Document section:
____
[ 
https://issues.apache.org/jira/browse/KUDU-2526?page=com.atlassian.jira.plugin.system.issuetabpanels:comment-tabpanel&focusedCommentId=16581580#comment-16581580
 ] 

Grant Henke commented on KUDU-2526:
-----------------------------------

Looking at how we could implement this it appears the most appropriate place to 
validate would be in _TabletCopyClient::__DownloadBlock_ 
([here|https://github.com/apache/kudu/blob/master/src/kudu/tserver/tablet_copy_client.cc#L703]).

The checksums we have today are at the Cfile header, footer and data block 
(sometimes called page) level. We could read the entire block with the 
CfileReader to validate the existing checksums. But that may be more CPU 
intensive than we would like. We could add/breakout some utility methods to 
validate the checksums while minimally parsing the data to minimize the 
overhead. The header and footer PB will need to be parsed, but we could prevent 
decompressing the data blocks.
____
Given material:
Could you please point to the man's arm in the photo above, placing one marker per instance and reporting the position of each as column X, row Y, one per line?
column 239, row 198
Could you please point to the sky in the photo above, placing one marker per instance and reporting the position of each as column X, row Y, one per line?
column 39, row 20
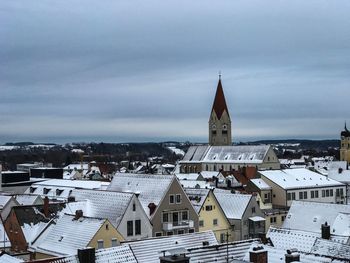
____
Write out the stretch of the checksum comment from "The checksums we" through "the data blocks." again, putting "CRCs" in place of "checksums".

The CRCs we have today are at the Cfile header, footer and data block 
(sometimes called page) level. We could read the entire block with the 
CfileReader to validate the existing CRCs. But that may be more CPU 
intensive than we would like. We could add/breakout some utility methods to 
validate the CRCs while minimally parsing the data to minimize the 
overhead. The header and footer PB will need to be parsed, but we could prevent 
decompressing the data blocks.